▶ **PASSAGE PROVIDED**:
--- begin ---
HB 200 was heard and HELD in Committee for
further consideration.
1:44:37 PM
CS FOR SENATE BILL NO. 72(FIN)
"An Act relating to the community revenue sharing
program; and providing for an effective date."
1:45:22 PM
Representative Thomas MOVED to ADOPT the work draft for
CSSB 72(FIN), labeled 25-LS0506\F, Cook, 2/13/08. There
being NO OBJECTION, it was so ordered.
1:46:04 PM
SUZANNE ARMSTRONG, STAFF, CO-CHAIR MEYER, recalled that
last year during testimony on SB 72 there were elements
that surfaced as important in a statutory program:
fairness, stability, affordability, and sustainability.
She maintained that the Community Revenue Sharing proposal
contains these elements.
Ms. Armstrong referred to a handout entitled "Community
Revenue Sharing" (copy on file.) She explained the
elements of the proposed revenue sharing: the fund, the
formula, and the mechanics.
Ms. Armstrong highlighted page 4, Community Revenue Sharing
Fund. The purpose of the fund is for making community
revenue sharing payments to local communities. It consists
of appropriations of 20 percent of the revenue generated
under the progressivity surcharge, not to exceed the great
of $50 million or the amount to bring the fund balance to
$150 million. Interest earned on the fund may be
appropriated to the fund. The money in the fund does not
lapse and is not a dedicated fund.
Ms. Armstrong explained the formula on page 5. If the fund
balance at the end of the fiscal year, June 30, is at least
$50 million, there will be revenue sharing. Without
further appropriation, the Department of Commerce,
Community and Economic Development will distribute one
third of the fund balance as revenue sharing payments. The
amount of distribution is very similar to the amounts used
during the last two years - $50 million as grants in the
capital budget.
Ms. Armstrong turned to the chart on page 6 to show how the
basic payments are distributed.
1:48:23 PM
Representative Nelson asked if these were place holder
numbers or actual numbers. Co-Chair Meyer replied that
they are good place holders and work similarly to last
year's capital budget distribution.
Representative Gara pointed out that in 2007 there were
Energy Assistance and PERS, instead of revenue sharing. He
asked if there was a PERS reduction this year. Co-Chair
Meyer said this legislation is separate from PERS/TRS.
--- end ---
▶ **PROBLEM A**: Gather every line in the records that contains the string "green". Case counts.
The committee minutes and the records that come after them are unrelated material.

Records from a collection:
--- begin ---
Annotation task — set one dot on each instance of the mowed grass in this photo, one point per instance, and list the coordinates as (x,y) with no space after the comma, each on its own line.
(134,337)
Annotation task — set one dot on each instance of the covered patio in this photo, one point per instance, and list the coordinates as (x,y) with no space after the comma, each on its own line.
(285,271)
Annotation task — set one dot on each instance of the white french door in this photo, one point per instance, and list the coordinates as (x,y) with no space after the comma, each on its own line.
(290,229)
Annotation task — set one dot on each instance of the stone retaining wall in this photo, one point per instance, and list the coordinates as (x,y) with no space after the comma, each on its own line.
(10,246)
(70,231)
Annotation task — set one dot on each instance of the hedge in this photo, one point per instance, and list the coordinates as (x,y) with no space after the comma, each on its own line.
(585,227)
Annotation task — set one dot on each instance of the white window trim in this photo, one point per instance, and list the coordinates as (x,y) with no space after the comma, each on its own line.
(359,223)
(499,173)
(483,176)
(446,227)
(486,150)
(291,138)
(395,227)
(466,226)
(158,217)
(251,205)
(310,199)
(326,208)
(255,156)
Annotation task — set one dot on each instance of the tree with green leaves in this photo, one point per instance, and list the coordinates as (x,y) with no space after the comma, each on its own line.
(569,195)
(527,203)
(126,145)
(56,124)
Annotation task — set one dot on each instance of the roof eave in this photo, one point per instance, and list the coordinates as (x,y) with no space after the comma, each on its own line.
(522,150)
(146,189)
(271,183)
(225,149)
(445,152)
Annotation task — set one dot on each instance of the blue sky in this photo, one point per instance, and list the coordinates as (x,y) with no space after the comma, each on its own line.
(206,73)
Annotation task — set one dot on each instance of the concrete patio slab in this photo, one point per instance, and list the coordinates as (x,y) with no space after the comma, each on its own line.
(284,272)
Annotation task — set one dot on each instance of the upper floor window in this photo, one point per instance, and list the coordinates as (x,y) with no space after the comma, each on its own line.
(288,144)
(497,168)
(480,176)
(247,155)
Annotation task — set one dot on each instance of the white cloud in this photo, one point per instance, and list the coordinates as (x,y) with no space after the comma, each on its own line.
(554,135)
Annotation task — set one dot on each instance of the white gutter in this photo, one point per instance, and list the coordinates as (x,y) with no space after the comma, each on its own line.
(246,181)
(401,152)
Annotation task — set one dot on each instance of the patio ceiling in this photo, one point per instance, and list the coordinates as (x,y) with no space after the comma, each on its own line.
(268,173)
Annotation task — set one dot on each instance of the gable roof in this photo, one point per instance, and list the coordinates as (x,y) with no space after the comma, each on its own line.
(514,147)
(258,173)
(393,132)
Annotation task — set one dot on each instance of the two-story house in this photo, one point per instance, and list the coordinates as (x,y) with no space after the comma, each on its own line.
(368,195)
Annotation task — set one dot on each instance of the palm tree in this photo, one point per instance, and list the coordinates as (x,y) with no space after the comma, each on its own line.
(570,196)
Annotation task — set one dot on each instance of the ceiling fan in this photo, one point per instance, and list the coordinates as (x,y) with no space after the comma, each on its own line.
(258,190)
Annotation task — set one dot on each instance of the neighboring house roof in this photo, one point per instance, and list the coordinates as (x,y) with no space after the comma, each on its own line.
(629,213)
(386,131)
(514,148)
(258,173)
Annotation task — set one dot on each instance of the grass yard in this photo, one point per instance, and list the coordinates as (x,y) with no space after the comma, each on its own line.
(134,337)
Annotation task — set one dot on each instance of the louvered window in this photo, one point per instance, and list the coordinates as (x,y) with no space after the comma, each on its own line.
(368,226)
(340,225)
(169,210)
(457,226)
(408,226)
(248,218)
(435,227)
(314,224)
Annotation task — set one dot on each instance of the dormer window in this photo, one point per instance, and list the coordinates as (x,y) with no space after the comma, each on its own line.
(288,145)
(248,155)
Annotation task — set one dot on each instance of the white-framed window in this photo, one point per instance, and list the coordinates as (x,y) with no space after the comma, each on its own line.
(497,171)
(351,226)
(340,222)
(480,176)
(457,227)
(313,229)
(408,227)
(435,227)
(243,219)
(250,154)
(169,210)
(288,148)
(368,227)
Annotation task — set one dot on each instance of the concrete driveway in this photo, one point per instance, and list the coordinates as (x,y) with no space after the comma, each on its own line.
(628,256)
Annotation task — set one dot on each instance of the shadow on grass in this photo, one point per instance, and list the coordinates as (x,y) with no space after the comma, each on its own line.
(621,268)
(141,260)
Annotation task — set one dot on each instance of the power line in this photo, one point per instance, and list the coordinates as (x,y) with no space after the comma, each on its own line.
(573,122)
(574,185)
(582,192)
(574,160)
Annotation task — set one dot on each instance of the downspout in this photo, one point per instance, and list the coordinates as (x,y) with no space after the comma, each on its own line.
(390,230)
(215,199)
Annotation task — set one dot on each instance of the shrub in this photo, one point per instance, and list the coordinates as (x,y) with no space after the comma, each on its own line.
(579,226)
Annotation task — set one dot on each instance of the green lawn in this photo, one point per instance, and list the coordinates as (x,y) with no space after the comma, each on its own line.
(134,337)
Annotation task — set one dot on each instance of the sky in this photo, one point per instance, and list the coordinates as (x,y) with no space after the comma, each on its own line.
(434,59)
--- end ---
--- begin ---
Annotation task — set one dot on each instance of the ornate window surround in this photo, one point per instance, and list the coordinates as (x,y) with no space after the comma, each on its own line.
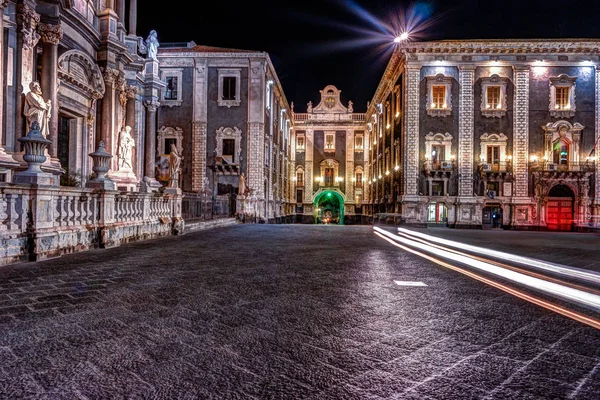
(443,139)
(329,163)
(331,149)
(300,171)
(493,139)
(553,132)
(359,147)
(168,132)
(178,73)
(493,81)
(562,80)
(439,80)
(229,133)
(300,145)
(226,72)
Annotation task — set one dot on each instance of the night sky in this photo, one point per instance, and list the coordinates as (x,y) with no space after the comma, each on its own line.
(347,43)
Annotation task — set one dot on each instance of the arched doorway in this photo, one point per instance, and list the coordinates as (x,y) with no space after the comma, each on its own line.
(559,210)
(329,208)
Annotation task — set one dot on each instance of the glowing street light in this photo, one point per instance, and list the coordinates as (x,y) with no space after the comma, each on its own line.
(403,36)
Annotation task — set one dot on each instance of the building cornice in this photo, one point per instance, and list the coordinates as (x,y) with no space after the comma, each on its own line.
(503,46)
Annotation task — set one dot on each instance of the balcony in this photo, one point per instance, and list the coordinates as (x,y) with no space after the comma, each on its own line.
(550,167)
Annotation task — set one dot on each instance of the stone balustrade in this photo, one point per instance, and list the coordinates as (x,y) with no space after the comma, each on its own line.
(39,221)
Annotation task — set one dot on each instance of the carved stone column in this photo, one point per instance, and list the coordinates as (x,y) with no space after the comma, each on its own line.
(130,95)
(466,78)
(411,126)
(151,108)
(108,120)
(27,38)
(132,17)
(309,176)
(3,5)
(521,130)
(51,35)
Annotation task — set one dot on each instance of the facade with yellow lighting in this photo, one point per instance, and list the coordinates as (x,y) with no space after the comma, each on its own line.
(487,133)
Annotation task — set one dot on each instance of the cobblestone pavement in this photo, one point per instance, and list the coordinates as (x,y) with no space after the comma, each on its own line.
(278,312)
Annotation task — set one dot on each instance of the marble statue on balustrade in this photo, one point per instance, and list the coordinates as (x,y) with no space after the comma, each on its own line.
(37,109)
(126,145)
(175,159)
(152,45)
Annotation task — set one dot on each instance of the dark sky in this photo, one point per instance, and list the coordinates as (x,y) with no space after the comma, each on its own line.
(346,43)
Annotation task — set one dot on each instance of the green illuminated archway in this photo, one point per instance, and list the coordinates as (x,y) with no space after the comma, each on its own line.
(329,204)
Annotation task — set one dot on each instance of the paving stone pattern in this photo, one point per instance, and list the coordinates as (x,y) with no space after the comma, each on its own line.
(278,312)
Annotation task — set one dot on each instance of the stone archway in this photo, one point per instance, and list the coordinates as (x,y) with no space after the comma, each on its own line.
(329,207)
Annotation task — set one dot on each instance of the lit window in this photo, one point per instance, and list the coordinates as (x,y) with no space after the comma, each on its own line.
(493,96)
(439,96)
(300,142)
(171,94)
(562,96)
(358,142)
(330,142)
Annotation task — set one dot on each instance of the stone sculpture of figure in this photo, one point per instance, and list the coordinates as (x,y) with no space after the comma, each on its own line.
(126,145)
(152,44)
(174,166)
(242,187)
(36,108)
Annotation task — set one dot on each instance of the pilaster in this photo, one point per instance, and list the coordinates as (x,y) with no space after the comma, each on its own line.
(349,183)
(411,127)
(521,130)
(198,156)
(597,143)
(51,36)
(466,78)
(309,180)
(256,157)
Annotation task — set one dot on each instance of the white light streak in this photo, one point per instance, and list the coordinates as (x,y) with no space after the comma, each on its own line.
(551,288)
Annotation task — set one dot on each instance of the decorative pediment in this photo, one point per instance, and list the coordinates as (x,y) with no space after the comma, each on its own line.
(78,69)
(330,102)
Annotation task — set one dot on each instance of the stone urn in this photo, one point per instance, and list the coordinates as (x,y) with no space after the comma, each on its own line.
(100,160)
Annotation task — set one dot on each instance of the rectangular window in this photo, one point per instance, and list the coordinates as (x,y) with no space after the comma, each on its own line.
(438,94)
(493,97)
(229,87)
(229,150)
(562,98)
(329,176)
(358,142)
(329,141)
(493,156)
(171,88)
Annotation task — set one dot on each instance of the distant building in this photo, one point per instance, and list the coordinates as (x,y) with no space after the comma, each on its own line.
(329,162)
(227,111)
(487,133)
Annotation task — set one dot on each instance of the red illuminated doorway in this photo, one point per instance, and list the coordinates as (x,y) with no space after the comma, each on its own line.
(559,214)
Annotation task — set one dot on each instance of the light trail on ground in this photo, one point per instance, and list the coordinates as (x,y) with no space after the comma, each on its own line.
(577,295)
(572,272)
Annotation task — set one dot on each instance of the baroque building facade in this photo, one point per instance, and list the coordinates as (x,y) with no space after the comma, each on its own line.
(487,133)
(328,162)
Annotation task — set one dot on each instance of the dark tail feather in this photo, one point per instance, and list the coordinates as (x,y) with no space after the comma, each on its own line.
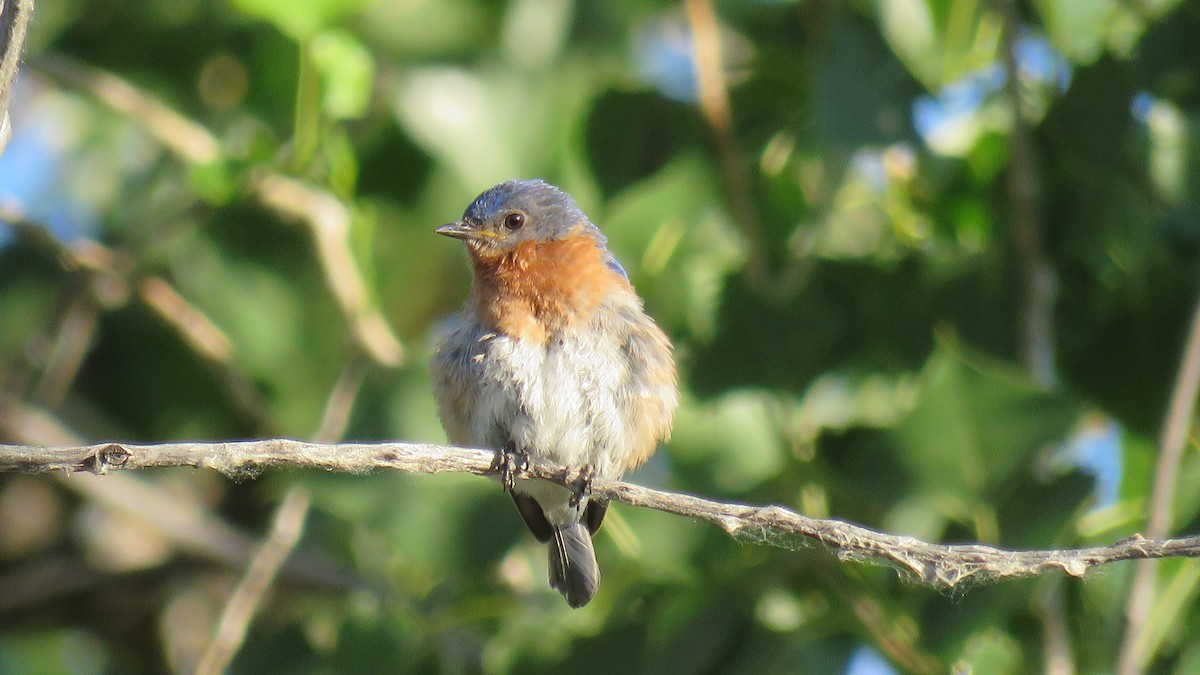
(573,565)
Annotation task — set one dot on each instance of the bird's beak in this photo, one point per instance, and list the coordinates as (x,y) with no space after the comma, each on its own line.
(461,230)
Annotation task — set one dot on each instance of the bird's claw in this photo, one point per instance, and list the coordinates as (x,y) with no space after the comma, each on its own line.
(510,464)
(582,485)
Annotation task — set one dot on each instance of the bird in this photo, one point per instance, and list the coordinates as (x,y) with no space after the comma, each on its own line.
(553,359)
--- end ---
--- begin ---
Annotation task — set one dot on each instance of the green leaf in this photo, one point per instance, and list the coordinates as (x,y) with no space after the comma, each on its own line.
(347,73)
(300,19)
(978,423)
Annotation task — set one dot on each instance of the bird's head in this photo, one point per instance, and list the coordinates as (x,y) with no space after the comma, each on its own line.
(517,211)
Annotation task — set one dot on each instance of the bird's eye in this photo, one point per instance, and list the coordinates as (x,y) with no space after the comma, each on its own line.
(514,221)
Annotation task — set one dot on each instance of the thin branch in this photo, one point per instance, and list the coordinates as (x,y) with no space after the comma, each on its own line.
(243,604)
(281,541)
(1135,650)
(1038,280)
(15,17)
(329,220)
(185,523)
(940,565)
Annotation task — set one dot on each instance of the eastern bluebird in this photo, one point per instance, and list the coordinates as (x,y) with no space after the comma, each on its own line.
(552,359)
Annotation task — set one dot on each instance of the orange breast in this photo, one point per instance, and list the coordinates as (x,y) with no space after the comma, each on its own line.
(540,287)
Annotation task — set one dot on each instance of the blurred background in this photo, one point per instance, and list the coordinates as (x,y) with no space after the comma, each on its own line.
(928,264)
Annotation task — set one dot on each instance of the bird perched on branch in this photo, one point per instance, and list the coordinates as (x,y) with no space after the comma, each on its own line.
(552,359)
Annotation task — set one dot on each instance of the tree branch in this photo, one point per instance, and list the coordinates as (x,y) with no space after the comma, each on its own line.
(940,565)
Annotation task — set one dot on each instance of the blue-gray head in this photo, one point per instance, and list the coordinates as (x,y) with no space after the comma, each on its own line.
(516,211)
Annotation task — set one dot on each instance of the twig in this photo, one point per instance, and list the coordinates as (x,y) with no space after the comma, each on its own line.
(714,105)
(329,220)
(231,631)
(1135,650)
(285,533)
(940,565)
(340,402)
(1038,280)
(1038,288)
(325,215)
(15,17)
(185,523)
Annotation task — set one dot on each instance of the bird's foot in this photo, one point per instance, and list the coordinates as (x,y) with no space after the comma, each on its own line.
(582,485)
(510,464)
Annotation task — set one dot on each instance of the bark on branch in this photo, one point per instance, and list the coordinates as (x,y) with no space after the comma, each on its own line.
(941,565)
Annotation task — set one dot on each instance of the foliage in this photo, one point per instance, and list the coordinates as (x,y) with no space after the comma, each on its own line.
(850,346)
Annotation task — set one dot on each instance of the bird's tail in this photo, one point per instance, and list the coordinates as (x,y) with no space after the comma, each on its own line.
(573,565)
--- end ---
▶ **PROBLEM B**:
Answer these questions from the committee minutes:
(i) Who moved to adopt the work draft for CSSB 72(FIN)?
(ii) What percentage of the revenue generated under the progressivity surcharge is appropriated to the Community Revenue Sharing Fund?
(iii) What must the fund balance be at the end of the fiscal year for there to be revenue sharing?

▶ **OUTPUT A**:
Annotation task — set one dot on each instance of the tree with green leaves in this photo, one point per instance, and list the coordinates as (x,y) with no space after the comma, each on its own line.
Annotation task — set one dot on each instance of the green lawn in this photo, one point per instance, and list the coordinates as (x,y) with no space after the comma, each on its own line.
Annotation task — set one dot on each instance of the green illuminated archway in this photo, one point per instance, and list the coordinates as (x,y) with no space after the comma, each on its own line.
Annotation task — set one dot on each instance of the green leaf in this photo, one point per instance, and list the coordinates as (x,y) with no space after the comma, each on its own line.

▶ **OUTPUT B**:
(i) Representative Thomas
(ii) 20 percent
(iii) At least $50 million